As it turns out, shit DOES tend to improve over time

AT least ‘lectronic stuff, anyhow.

Heathen Central’s 3rd stereo receiver — after 1988’s entry-level Pioneer (RIP) and 1992’s $1,000 Onkyo battleship (still in limited service in Heathen HQ’s office) — has gone the way of all circuits. This is somewhat irritating, since it wasn’t cheap and has been in for repairs once already despite its relative youth (b. in late 2000 or early 2001; we forget, but it was soon after our acquisition of the Steel Treehouse Lodge (tm pending)). The 2000-era box — an Arcam AVR100 — was nice enough, and did the New Fanciness of both Dolby Digital and DTS, so we were very happy with it. Except for a few things.

  • Problem the First was that, unlike some of the fancier models of its era, renaming inputs wasn’t possible. No receiver anywhere, I’m convinced, actually has the correct equipment plugged into every port, and for lots of good reasons, but having customizable text on the screen means at least some positive feedback is possible for the operator (i.e., when you’ve got the TV plugged into VCR for input-scarcity reasons, it’s nice if the screen says “TV” anyway).

  • Problem the Second was an unfortunately made bet w/r/t digital audio bus inputs. Back in the day, everything was on a pair of RCA cables, one left channel and one right, but with multichannel came the need for, well, more than that (Dolby Digital has 6 distinct channels). Digital cabling solved the problem, but there were two main contenders for plug type: Coaxial and optical. The Arcam has two coax but only one optical input, but the market has since settled on optical. Oops. Double oops since Heathen HQ has optical inputs coming from the Tivo, the XBox, and the streaming music from the Airport Express (heretofore routed through an outboard D/A; we only did cable swap between the Tivo and XBox).

  • Problem the Third was video switching, meaning the “stereo” controls both what you hear and what you see on the TV. Receivers as old as the Onkyo would try to do this, but they could only handle composite video — i.e., single-RCA plug video feeds that, quite frankly, look like ass even with plain-jane cable TV. In a world of 1080i, that’s just not enough. Even in 2000, the solution wasn’t good enough — the Aardvark will switch S-Video (good enough for standard-resolution DirecTV), but nothing better, so using the DVD player or the XBox meant switching inputs on both the receiver and the TV, which got direct feeds from the higher-resolution sources.

Combine all three of these issues, and you get a situation wherein I once typed up a three-page guide for a long-term houseguest just so she could watch TV when Mrs. Heathen and I were out.

Well, now that the Arcam’s dead, we have a new sheriff in town in a little Yamaha amp, and it gleefully solves all these problems.

DATA -
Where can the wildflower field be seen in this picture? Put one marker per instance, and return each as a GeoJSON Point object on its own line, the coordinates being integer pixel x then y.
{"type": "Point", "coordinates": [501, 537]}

DESCRIPTION OF THE TASK -
Write out the stretch of the receiver post from "AT least ‘lectronic" through "a few things.". Rely only on the receiver post, not on the data.

WRITTEN RESPONSE -
AT least ‘lectronic stuff, anyhow.

Heathen Central’s 3rd stereo receiver — after 1988’s entry-level Pioneer (RIP) and 1992’s $1,000 Onkyo battleship (still in limited service in Heathen HQ’s office) — has gone the way of all circuits. This is somewhat irritating, since it wasn’t cheap and has been in for repairs once already despite its relative youth (b. in late 2000 or early 2001; we forget, but it was soon after our acquisition of the Steel Treehouse Lodge (tm pending)). The 2000-era box — an Arcam AVR100 — was nice enough, and did the New Fanciness of both Dolby Digital and DTS, so we were very happy with it. Except for a few things.